Activity:
From the data that follows, copy every line with the string "lantern".

Items listed in a dataset:
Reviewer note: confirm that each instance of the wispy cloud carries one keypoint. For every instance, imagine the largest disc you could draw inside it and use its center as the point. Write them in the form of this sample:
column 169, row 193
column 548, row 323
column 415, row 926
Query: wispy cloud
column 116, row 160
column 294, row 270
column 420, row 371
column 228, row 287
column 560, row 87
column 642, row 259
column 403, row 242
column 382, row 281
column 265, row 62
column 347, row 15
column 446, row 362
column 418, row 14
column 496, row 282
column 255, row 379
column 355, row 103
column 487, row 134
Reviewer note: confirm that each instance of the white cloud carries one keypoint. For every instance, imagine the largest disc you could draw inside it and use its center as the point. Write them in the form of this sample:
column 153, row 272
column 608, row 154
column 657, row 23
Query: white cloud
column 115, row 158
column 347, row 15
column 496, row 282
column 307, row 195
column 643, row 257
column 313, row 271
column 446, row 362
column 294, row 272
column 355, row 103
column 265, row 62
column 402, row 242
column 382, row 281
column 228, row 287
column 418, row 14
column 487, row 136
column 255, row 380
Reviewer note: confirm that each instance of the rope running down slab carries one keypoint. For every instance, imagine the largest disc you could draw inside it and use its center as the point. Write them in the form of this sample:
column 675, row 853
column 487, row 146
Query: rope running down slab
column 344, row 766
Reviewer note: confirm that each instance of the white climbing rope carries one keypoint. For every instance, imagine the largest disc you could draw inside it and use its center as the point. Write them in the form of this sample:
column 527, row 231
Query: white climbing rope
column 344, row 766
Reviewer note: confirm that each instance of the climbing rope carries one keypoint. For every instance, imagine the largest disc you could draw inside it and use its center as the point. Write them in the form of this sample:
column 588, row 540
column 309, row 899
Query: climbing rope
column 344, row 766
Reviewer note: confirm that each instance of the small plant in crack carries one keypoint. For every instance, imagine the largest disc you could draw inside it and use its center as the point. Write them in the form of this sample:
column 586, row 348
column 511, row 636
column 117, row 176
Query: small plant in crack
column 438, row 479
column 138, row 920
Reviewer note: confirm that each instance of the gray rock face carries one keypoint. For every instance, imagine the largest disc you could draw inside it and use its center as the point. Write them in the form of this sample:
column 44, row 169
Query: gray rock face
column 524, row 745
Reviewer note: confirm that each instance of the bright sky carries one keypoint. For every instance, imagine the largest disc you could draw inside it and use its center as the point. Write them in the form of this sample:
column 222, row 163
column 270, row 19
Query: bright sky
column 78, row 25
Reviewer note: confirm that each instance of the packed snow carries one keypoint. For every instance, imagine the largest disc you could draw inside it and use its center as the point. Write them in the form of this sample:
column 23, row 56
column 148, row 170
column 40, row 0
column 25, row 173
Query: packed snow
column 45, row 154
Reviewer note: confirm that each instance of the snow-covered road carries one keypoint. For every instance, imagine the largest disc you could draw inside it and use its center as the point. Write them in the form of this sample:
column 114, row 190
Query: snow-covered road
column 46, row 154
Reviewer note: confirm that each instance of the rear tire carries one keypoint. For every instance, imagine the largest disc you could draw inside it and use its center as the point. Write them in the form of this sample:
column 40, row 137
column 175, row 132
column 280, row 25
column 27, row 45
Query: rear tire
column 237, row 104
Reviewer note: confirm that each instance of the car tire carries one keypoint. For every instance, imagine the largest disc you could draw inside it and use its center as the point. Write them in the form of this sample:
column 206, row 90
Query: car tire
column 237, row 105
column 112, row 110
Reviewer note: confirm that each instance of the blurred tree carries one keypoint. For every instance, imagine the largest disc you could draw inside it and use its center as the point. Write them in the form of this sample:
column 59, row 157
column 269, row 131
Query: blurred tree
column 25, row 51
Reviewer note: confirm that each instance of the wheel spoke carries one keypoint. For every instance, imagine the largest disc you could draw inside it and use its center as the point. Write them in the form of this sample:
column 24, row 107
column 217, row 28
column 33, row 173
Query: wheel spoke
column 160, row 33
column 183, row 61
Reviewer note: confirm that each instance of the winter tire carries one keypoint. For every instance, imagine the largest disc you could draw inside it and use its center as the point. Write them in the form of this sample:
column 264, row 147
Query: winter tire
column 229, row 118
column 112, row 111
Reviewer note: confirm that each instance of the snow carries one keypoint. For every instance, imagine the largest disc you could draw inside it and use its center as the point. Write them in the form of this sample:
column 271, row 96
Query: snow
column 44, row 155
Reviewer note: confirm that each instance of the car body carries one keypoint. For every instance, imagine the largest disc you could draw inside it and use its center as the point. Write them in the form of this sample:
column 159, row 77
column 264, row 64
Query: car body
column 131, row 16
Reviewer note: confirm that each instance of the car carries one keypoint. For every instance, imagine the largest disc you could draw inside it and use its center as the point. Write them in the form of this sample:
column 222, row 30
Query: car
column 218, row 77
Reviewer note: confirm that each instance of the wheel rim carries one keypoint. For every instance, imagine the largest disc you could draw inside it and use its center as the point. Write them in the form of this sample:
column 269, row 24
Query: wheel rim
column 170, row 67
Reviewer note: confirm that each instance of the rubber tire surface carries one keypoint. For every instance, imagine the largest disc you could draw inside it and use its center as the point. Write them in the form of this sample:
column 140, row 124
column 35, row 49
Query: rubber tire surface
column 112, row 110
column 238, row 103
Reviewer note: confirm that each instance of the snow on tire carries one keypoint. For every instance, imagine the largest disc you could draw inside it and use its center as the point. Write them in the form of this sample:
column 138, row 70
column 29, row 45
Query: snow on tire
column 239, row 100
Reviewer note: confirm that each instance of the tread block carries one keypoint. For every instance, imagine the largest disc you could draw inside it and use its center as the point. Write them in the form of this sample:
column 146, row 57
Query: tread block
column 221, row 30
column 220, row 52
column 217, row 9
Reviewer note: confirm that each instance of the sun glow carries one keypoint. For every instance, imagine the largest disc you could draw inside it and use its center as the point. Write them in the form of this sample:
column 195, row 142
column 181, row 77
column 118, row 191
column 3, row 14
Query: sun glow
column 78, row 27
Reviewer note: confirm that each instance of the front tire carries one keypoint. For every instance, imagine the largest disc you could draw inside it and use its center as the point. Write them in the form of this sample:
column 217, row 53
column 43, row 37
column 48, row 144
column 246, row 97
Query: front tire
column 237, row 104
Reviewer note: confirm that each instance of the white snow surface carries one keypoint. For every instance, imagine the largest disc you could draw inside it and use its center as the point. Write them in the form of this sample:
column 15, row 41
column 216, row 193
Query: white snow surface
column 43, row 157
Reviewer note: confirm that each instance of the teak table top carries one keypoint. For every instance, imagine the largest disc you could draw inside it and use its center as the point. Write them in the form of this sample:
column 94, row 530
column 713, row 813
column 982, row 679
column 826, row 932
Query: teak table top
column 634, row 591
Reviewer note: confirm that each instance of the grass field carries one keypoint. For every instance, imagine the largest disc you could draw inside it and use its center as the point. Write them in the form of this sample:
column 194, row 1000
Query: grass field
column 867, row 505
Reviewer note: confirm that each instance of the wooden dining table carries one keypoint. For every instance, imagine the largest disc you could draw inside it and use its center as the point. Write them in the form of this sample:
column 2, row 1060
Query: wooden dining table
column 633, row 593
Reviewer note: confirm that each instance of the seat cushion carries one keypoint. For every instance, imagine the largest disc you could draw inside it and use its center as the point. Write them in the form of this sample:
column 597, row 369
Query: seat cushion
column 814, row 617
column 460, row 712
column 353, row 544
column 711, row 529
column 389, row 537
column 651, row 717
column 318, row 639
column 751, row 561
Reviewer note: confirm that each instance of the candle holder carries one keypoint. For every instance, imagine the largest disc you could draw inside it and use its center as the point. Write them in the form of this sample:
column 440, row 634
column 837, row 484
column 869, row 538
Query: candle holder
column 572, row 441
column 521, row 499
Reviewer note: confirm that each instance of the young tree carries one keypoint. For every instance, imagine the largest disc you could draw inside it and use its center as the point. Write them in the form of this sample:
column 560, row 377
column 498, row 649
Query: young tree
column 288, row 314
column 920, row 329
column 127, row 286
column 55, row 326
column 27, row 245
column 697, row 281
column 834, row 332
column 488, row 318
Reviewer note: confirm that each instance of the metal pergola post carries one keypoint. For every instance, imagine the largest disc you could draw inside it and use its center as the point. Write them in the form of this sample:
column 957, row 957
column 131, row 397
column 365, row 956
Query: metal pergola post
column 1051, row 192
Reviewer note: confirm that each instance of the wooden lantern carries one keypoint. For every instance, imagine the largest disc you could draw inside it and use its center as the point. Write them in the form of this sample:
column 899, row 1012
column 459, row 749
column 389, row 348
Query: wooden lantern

Expected answer:
Reviewer note: confirm that each instance of the wooden lantern carries one keypoint. For every instance, imagine the largest disc you could draw inside it and use its center as the point. Write them in the form of this sample:
Query: wooden lantern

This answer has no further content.